-- start --

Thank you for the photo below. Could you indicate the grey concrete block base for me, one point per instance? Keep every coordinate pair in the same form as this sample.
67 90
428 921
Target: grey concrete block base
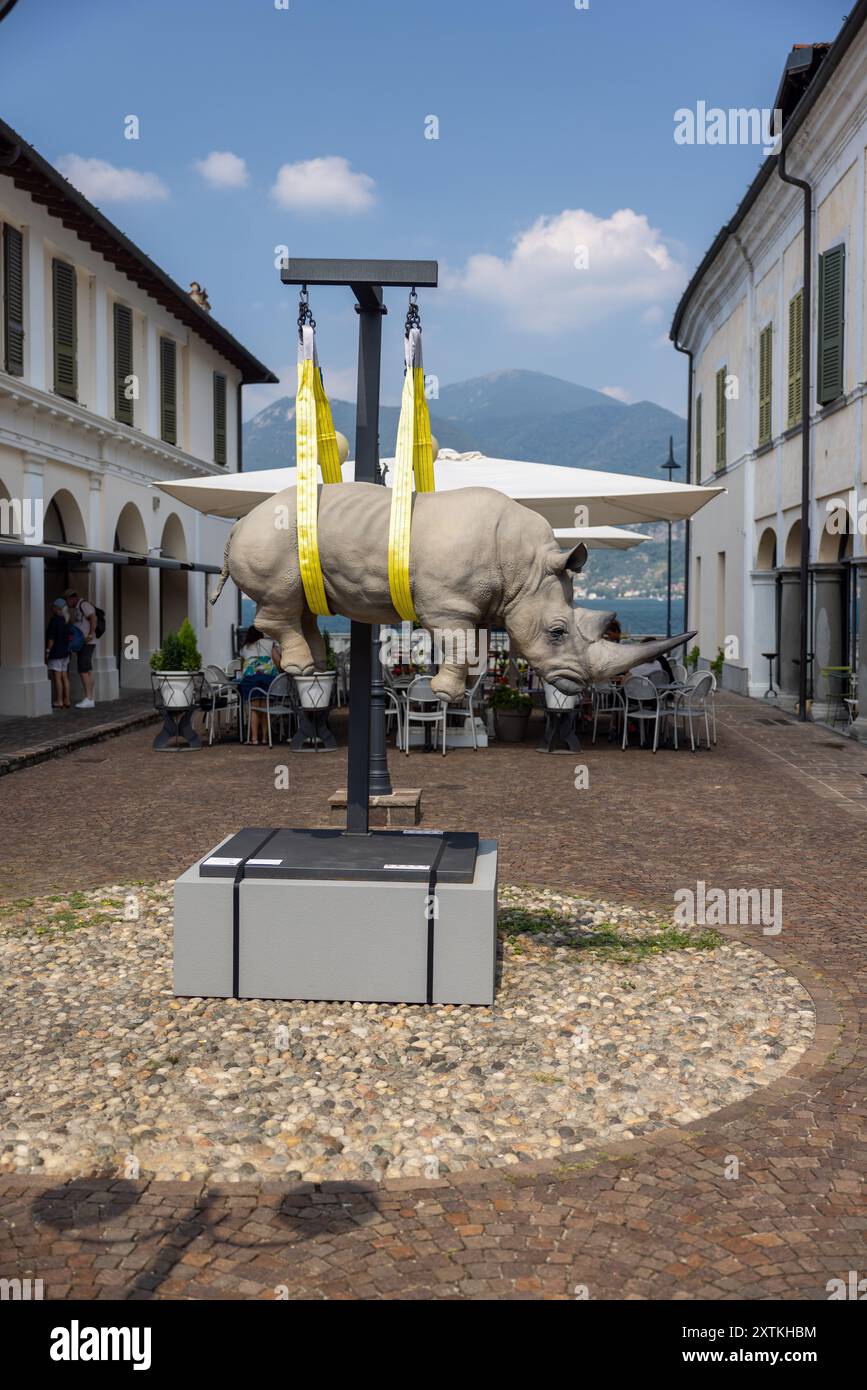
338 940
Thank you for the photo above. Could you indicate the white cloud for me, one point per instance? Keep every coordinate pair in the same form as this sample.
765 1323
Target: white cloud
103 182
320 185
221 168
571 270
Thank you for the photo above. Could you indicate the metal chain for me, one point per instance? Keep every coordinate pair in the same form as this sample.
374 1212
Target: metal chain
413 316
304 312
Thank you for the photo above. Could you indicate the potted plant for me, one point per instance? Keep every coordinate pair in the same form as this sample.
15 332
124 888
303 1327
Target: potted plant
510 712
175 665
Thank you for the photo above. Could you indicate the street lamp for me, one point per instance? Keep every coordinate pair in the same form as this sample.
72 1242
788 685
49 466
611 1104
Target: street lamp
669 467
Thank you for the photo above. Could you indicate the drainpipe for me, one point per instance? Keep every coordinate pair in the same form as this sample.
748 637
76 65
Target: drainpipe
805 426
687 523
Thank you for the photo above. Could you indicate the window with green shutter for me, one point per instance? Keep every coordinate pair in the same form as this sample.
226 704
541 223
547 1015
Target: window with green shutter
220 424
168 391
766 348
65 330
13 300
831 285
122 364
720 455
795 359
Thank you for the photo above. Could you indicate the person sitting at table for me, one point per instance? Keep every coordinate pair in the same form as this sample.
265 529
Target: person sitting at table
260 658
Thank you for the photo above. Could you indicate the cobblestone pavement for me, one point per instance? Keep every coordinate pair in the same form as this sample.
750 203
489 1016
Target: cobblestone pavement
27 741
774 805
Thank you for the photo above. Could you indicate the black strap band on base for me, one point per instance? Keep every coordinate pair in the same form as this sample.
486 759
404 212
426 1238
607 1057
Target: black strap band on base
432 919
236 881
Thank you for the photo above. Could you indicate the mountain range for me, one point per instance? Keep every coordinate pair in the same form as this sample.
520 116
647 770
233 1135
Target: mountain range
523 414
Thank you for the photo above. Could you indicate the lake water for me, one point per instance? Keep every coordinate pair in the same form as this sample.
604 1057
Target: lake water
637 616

-- end --

_Aim of the exercise_
Exclude the pictures and transcribe all of the entries exactly.

_Response to this task_
Thank you for the photo below. Could you indicate the grey concrete block base for me, one point per instance? Keep every coordinate pair in the same form as this sample.
67 90
428 921
Target: grey concrete block base
338 940
Thank you for the photo above. Could you indicate the white cloud for me, one point per instance? Keep every coordinate pair in the same form as this sample.
765 1323
Target: white cloud
103 182
320 185
221 168
571 270
Thank you for the photo above. Could you indicate the metal chain for me, one point per instance? Keep every coordinate pair in the same form as this sample.
374 1212
Target: metal chain
413 316
304 312
Thank you for the photo above. Could you indicate the potted plant for me, one point per instance? Keep every coordinate pair in the same form as this sample.
15 332
124 888
303 1327
Target: potted plant
510 712
175 665
Thank you for the photo above. Could you indicate the street lamp for me, one point per instance? Keep every coordinate pair in the same form as this sample.
72 1242
788 685
49 466
611 1104
Target: street lamp
669 467
Thank you for the photo above. Could you indicate the drainpipe for me, one point per instance? Keep every coordinate pair in the same form as this sample.
748 637
76 65
Target: drainpipe
805 426
687 523
Thank you for the photo above. Could you indicate the window with green shutter for me, one point per instance? Keep every coordinate pair in the same form as this sample.
226 704
541 223
547 1015
Target: window with green shutter
220 424
168 391
766 348
65 330
13 300
831 285
122 364
720 455
795 359
Thank you for the photo above. Could you indicate the person sitting at table for me, one point per instance? Keep every coordinate pair in the same form as this sample.
265 529
Target: person sitting at table
260 658
Thank you for the photo above. Could you indicate the cobblestone pavement for me, one point per instance? Keep every coordinate pair in the same form as this sample.
750 203
489 1016
Target: cobblestone pavement
27 741
774 805
Thank you for the photo above. Could you indicate the black strap band on base for me, one point per instance? Keep every coordinate pair in the same form as this sample.
486 759
404 212
426 1238
607 1057
Target: black strap band on base
432 919
236 881
Thank you for the photo above. Could you indicate the mountain range for me, one point per instance? Keep every coordinate pair in the same form as this sample.
520 116
647 770
233 1135
Target: mountain range
523 414
Thank you for the photo above. Could you indicate the lake water for me, one point per instance? Keep every coordinate pair in the same form as this sample.
604 1057
Target: lake water
637 616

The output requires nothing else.